■ Supplied entries
—————

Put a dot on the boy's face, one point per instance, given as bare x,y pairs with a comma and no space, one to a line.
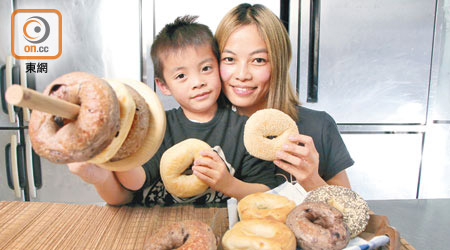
192,77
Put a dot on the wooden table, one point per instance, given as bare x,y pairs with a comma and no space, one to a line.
40,225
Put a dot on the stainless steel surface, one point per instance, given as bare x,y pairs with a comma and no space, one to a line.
59,185
436,159
6,193
386,165
374,60
422,223
440,77
164,13
434,181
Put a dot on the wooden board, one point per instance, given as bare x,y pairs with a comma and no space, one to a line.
40,225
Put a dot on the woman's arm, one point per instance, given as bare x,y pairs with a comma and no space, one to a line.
340,179
104,181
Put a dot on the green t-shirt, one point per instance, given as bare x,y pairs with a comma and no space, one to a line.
226,130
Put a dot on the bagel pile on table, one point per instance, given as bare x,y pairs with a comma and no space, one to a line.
327,219
120,125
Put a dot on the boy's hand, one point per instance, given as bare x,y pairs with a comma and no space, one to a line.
212,170
89,172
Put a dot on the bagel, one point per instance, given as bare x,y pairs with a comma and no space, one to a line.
127,110
139,127
259,234
317,225
183,235
94,128
108,130
155,134
352,205
265,206
266,131
175,161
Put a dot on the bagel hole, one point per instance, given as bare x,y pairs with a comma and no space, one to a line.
188,171
60,121
55,87
318,220
186,237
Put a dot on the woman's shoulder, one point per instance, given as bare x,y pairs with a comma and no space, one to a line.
311,116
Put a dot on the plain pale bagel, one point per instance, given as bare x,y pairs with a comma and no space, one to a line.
175,161
127,110
266,131
259,234
155,133
265,206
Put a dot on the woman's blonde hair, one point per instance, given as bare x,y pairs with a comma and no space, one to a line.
281,95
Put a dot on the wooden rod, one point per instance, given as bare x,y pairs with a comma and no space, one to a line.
24,97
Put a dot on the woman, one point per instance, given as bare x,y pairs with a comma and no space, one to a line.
254,66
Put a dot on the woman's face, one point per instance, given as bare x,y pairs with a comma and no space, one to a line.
245,70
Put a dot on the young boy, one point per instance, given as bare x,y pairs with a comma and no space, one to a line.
185,58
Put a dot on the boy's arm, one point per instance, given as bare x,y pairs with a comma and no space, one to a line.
212,170
105,182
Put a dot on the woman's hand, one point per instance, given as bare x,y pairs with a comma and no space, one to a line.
301,159
89,172
212,170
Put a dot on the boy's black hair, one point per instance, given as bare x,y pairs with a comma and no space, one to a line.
182,33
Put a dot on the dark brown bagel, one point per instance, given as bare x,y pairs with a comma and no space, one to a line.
183,235
317,225
92,131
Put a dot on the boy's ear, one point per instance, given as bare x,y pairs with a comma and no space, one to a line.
162,86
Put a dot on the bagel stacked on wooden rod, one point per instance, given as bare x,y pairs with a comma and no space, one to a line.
116,124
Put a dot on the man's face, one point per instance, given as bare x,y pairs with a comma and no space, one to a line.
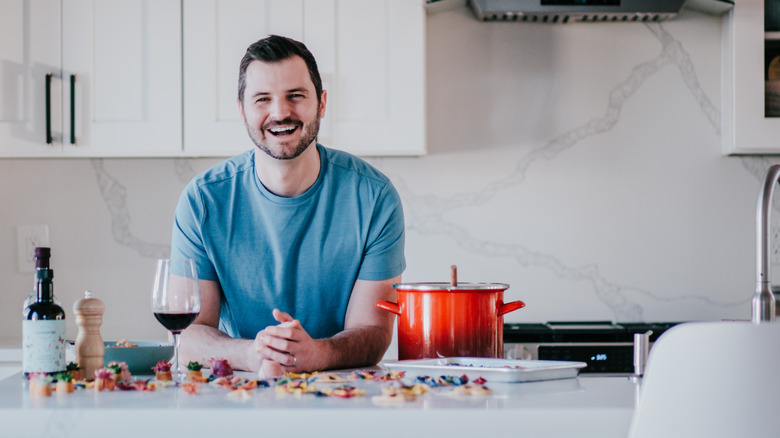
280,108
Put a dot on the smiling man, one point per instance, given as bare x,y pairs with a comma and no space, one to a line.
294,242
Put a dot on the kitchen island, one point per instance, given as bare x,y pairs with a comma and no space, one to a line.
584,407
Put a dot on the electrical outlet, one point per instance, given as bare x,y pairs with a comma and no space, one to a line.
28,237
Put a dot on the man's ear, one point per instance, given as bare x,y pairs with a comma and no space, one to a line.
323,99
241,110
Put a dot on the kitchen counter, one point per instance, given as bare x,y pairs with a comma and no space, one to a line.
582,407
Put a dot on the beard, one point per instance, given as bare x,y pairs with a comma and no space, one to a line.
286,151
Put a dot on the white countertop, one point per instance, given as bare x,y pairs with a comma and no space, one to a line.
582,407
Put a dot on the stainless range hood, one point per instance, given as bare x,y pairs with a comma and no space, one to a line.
562,11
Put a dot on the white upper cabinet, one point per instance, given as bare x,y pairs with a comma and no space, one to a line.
750,123
370,53
29,51
123,83
115,78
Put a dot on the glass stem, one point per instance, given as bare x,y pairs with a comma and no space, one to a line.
176,377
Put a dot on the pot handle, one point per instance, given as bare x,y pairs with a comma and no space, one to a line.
508,307
390,307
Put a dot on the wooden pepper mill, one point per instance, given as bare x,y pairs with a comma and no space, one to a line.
89,344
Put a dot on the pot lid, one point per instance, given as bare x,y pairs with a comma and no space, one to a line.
448,287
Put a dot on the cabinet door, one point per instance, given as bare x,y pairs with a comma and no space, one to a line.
746,128
370,54
125,59
374,69
29,51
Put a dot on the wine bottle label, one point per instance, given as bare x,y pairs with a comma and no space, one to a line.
43,346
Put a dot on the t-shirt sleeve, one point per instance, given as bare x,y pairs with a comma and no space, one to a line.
187,236
384,255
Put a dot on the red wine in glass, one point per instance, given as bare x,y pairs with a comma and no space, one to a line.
176,300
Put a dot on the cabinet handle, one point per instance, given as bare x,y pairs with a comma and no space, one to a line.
72,109
49,139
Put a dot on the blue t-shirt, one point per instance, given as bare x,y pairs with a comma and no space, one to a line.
301,255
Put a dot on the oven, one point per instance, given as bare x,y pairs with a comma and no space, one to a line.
607,347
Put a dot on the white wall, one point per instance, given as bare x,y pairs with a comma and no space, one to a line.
579,163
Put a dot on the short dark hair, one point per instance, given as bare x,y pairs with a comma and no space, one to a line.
277,48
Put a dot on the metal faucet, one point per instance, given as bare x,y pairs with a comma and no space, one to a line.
764,300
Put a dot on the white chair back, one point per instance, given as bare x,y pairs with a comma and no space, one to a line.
711,379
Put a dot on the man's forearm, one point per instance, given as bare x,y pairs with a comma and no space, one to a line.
356,347
201,342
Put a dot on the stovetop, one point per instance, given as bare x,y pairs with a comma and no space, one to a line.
582,331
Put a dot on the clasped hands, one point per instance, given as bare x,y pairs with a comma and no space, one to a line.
283,347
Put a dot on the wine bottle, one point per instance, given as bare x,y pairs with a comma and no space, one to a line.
42,257
43,324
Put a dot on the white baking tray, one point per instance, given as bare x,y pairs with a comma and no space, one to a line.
492,370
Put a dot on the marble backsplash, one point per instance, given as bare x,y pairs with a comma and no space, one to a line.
578,163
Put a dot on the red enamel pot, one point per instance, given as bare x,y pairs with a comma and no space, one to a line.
442,320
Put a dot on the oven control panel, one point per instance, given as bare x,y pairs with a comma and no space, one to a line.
606,347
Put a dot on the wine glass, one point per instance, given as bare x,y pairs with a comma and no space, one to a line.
176,300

—————

■ What the exercise asks
Where pictures appear, skip them and transcribe all other material word for word.

■ Answer to this exercise
Put a dot on the boy's face, one point per instance, given as bare x,y pairs with a comma and no space, one to a line.
192,77
Put a dot on the wooden table, one point per instance, given as bare x,y pairs with a comma and no space, one to a line.
40,225
Put a dot on the stainless steel surface, one point per instance, given as bare x,y pairs with a comma and no space, one to a line.
59,185
436,159
6,193
386,165
374,60
422,223
440,77
164,13
434,181
Put a dot on the wooden board, one point per instance, given as bare x,y pairs with a comma and no space, one to a line.
40,225
Put a dot on the woman's arm, one point per instance, given as bare x,y pairs with a comma and no space, one to a line.
340,179
104,181
Put a dot on the green t-shirt, one point per instance, given as bare x,y pairs with a comma and no space, one to a line.
226,130
Put a dot on the bagel pile on table, one point per instance, given as bare x,y pairs with a comma and no space, one to a line.
327,219
120,125
Put a dot on the boy's hand, one point per instance, given as bare x,y pairs with a comma and no space, one to a line.
212,170
89,172
Put a dot on the bagel, one point per instance, given as bare x,y pairs with a comma and no space, one to a line.
127,110
139,127
259,234
317,225
183,235
94,128
108,130
155,134
352,205
265,206
266,131
175,161
Put a dot on the bagel hole, one point per instance, given as bare x,y pairs with a comma and no space, one to a line.
188,171
60,121
55,87
318,220
186,237
Put a dot on the woman's shoulder, one point per instance, given as bare x,y pairs with a comma and no space, one to a line.
311,116
Put a dot on the plain pale bagel, one point per instance, given as bare x,y pairs with a comma and no space, one to a line.
175,161
127,110
266,131
259,234
155,133
265,206
Put a dot on the woman's blonde hair, one point per instance, given as bare x,y pairs with a comma and no space, one to a line.
281,95
Put a dot on the wooden rod, one point per instance, given as bare x,y pairs with a comma and no space, one to a line.
24,97
Put a dot on the woman, one point per instance, given as bare x,y pairs with a comma and no space, one to a line.
254,66
Put a dot on the woman's face, one point per instance, given as bare x,y pairs with a comma and no space, one to a line.
245,70
Put a dot on the young boy, one point per instance, given as bare x,y pairs with a comma and no space, one to a line.
185,58
Put a dot on the boy's arm, one point per instance, given as bare x,y pairs with a comma and no space, one to a line.
212,170
105,182
Put a dot on the woman's hand, one point per instance, given as bare x,y pairs with a comma and no space, one to a line.
301,159
89,172
212,170
Put a dot on the boy's black hair, one point per instance, given as bare x,y pairs with a comma and no space, one to a line.
182,33
Put a dot on the dark brown bagel, one point per instance, given as bare x,y pairs with a comma and no space, one to a line.
183,235
317,225
92,131
Put a dot on the boy's ear, one point per instance, given as bare x,y pairs with a comma and no space, one to a line.
162,86
Put a dot on the bagel stacked on wooden rod, one point per instance, given as bare x,y pairs with a comma and no space, one to a line.
116,124
Put a dot on the man's face, one point per instance, given as bare x,y pairs with a comma and no space, one to a line.
280,108
Put a dot on the smiling man, one point per instance, given as bare x,y pairs with a comma and no space, one to a line.
294,242
Put a dot on the kitchen island, one point per instance, given as bare x,y pairs with a comma and no space, one to a line.
584,407
Put a dot on the electrical outlet, one point per instance, given as bare x,y pairs with a comma and no space, one to a line.
28,237
Put a dot on the man's ear, one point per instance, given as bare x,y pairs with a comma and no space, one to a line.
323,99
241,110
Put a dot on the kitchen counter, one point per instance, given as bare x,y pairs with a comma and no space, one to a line.
582,407
Put a dot on the beard, one point per instance, given as bare x,y pairs with a comma and no space, one to a line.
286,151
Put a dot on the white countertop, one point per instance, given as bare x,y pairs with a comma and no space, one to a line.
582,407
Put a dot on the stainless range hood, one point per instance, given as bare x,y pairs with a comma and no space, one to a line.
562,11
Put a dot on the white upper cabinet, one point per instance, given as bare x,y pairs with a comma and no space, one to a line.
750,123
370,53
29,51
123,83
115,78
Put a dot on the glass stem, one point per instance, given as bare x,y pairs with a comma and no space, one to a line.
176,377
Put a dot on the pot handle, one point per instance, given as bare x,y pairs with a comma and no space, one to a line.
508,307
390,307
Put a dot on the wooden pepper mill, one point per instance, given as bare x,y pairs with a comma and no space, one to a line.
89,344
Put a dot on the pot lid, one point per instance, given as bare x,y pairs with a comma and no space, one to a line.
448,287
Put a dot on the cabinet door, one point per instance, given as bare x,y pairs with a comma and no space, one to a line.
746,128
370,54
125,59
374,69
29,51
Put a dot on the wine bottle label, one point per instance, given as bare x,y pairs with a comma and no space, one to a line.
43,346
Put a dot on the t-shirt sleeve, one point per instance, given as bare x,y pairs with a comma and no space, one to a line.
187,236
384,255
Put a dot on the red wine in glass, one point per instance, given as bare x,y pairs with a comma and no space, one to a line.
176,300
Put a dot on the cabinet handle, one point per instance, given as bare x,y pairs with a comma and no space, one to a line.
72,109
49,139
Put a dot on the blue t-shirt, one point per instance, given as bare x,y pairs with a comma and no space, one to a line.
301,255
Put a dot on the oven, one point per instance, given as bare x,y pairs with a comma and no space, one to a line.
607,347
Put a dot on the white wall, one point per instance, given as bare x,y pairs with a comma and no space, one to a line.
579,163
Put a dot on the short dark hair, one point per instance, given as bare x,y pairs with a comma and no space, one to a line.
277,48
Put a dot on the metal faucet, one point per instance, given as bare x,y pairs with a comma and no space, one to a line.
764,300
Put a dot on the white chair back, one point per instance, given as bare x,y pairs with a comma and no space, one to a line.
711,379
Put a dot on the man's forearm, one point per instance, given as bare x,y pairs with a comma and no space, one to a line.
356,347
201,342
Put a dot on the stovetop, one point per instance, given as bare x,y pairs with a comma and no space, one to a line.
582,331
Put a dot on the clasped hands, one point per instance, given as bare x,y pairs with a comma and no space, one to a line.
283,347
Put a dot on the wine bottle, one point per instance, given as bare x,y pairs with a comma and no space, one to a line.
42,257
43,324
Put a dot on the white baking tray, one point per instance, given as bare x,y pairs with a comma and no space, one to a line.
492,370
Put a dot on the marble backsplash, one point per instance, given as bare x,y pairs with a comma and no space, one to a line.
578,163
Put a dot on the red enamel pot, one point per instance, given as bare x,y pairs with a comma and no space, one to a line.
442,320
Put a dot on the oven control panel, one point per instance, given as bare x,y pairs with a comma and no space, one to a line.
606,347
Put a dot on the wine glass, one point per instance, given as bare x,y pairs with a comma and no space, one to a line.
176,300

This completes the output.